Tidak Panik Menghadapi Krisis
Pada masa krisis ekonomi, entrepreneur atau wirausahawan perlu mengembangkan kecerdasan emosional. Dengan begitu ia akan mampu melihat peluang yang ada di sekitarnya. Entrepreneur yang cerdas emosinya tentu juga memiliki "intuisi" yang tajam. Ia dapat menangkap peluang yang tidak dapat dilihat orang lain walau dengan data yang tidak lengkap, ia bisa membuat konklusi yang pas. Dalam kondisi apapun, entrepreneur harus menjadi orang yang action oriented, bukan no action, dream only. Untuk itu diperlukan secara detail terhadap hal-hal yang penting, bila kemudian muncul resiko, dia siap menanggung resiko apapun atas aktivitas bisnisnya. Namun secepat itu pula dia akan melangkah maju untuk menjadi lebih baik.

Entrepreneur semacam ini sangat kita butuhkan, seorang entrepreneur yang cerdas emosinya. Dengan kita berani mengambil resiko, maka kita akan lebih terbuka dalam mengambil peluang. Sebab kalau kita baru berusaha setelah pasarnya "diamankan", itu bukan seorang entrepreneur.

"Entrepreneur harus punya keberanian yang menakjubkan untuk menjadi untung, harus berani memanfaatkan setiap ancaman menjadi peluang, bukan sekedar berusaha menghindar dari ancaman. Dalam kasus ini saya banyak belajar dari entrepreneur cerdas bernama Konosuke Matsushita dari negeri Sakura yang merupakan pendiri Matsushita Electric, Ltd. Jepang."

→ **Catatan pelabelan lokasi**:
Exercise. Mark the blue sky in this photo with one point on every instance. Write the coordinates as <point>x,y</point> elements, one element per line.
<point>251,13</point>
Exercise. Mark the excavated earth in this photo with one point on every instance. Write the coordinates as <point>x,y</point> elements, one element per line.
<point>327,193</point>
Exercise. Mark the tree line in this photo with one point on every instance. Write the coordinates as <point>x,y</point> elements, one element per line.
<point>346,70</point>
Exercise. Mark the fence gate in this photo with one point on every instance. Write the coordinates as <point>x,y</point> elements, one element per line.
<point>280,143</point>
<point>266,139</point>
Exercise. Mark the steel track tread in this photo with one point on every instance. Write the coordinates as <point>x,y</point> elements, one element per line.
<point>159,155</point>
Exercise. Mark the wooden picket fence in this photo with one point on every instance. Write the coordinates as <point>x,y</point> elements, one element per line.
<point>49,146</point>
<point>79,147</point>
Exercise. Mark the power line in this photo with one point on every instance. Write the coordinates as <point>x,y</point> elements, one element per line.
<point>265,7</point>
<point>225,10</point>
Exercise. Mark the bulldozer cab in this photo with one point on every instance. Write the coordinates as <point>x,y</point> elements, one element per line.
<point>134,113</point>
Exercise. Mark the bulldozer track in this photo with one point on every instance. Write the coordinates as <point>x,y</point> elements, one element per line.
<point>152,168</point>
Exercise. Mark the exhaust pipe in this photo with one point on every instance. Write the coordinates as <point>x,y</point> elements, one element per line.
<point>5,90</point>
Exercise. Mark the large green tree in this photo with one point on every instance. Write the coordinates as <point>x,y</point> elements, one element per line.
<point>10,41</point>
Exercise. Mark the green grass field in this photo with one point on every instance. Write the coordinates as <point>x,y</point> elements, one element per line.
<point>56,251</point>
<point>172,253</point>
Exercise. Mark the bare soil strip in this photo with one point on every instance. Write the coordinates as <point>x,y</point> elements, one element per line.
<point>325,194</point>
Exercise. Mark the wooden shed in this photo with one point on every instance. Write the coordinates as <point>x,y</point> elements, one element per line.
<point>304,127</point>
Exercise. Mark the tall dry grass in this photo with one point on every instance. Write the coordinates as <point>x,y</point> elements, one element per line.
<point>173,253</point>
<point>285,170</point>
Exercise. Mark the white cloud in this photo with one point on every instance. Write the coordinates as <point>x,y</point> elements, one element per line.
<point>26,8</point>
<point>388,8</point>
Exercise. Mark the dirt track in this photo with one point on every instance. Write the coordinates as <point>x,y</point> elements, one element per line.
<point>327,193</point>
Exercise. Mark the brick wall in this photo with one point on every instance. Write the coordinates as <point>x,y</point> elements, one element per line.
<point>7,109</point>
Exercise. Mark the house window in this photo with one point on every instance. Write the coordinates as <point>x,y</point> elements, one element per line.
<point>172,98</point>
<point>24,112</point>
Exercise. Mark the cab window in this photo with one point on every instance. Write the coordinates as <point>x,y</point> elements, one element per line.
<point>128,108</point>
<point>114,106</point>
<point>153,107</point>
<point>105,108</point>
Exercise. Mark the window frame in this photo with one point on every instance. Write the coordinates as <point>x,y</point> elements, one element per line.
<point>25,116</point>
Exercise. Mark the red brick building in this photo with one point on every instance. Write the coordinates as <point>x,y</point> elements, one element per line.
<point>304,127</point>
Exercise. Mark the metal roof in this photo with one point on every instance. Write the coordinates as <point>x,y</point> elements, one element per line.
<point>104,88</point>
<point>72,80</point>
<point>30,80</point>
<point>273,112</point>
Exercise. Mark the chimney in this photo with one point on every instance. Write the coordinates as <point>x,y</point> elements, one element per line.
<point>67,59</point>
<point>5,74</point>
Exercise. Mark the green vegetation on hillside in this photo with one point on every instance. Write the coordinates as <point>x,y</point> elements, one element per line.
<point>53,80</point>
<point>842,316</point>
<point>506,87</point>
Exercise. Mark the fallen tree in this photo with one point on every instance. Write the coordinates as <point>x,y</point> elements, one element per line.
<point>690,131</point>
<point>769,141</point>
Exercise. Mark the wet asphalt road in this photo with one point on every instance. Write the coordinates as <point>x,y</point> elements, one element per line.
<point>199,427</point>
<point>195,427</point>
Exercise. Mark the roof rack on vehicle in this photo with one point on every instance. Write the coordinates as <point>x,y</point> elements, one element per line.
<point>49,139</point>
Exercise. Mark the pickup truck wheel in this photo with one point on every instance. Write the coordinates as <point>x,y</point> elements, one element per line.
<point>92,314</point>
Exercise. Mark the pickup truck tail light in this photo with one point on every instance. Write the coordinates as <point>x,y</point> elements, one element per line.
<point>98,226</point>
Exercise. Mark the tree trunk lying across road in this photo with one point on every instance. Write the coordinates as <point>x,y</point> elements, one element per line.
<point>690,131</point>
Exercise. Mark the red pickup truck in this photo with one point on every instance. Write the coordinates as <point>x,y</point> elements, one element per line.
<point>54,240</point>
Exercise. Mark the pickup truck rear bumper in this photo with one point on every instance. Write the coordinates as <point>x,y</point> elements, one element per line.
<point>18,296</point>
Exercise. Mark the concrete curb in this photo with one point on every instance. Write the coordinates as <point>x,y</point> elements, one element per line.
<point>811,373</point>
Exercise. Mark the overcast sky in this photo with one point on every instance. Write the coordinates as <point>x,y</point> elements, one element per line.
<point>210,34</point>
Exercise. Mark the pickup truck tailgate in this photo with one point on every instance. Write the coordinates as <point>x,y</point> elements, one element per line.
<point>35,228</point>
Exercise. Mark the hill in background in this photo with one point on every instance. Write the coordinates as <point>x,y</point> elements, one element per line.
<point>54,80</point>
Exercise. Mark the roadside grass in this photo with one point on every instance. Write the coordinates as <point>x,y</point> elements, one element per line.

→ **Tugas Tertulis**:
[1] Tentukan apakah setiap pernyataan berikut sesuai dengan kutipan, lalu jawab ya atau tidak beserta kata-kata penentu dari kutipan: (a) Entrepreneur yang cerdas emosinya bisa membuat kesimpulan yang tepat meskipun datanya tidak lengkap. (b) Orang yang baru berusaha setelah pasarnya diamankan tetap disebut entrepreneur. (c) Entrepreneur cukup berusaha menghindar dari ancaman.
[2] Menurut kutipan, siapa pendiri Matsushita Electric, Ltd. Jepang?
[3] Berdasarkan kutipan, mengapa entrepreneur perlu mengembangkan kecerdasan emosional pada masa krisis ekonomi?

→ **Jawaban Latihan**:
[1]
(a) Ya: "walau dengan data yang tidak lengkap, ia bisa membuat konklusi yang pas".
(b) Tidak: "itu bukan seorang entrepreneur".
(c) Tidak: "harus berani memanfaatkan setiap ancaman menjadi peluang, bukan sekedar berusaha menghindar dari ancaman".

[2] Konosuke Matsushita.

[3] Dengan kecerdasan emosional, entrepreneur akan mampu melihat peluang yang ada di sekitarnya.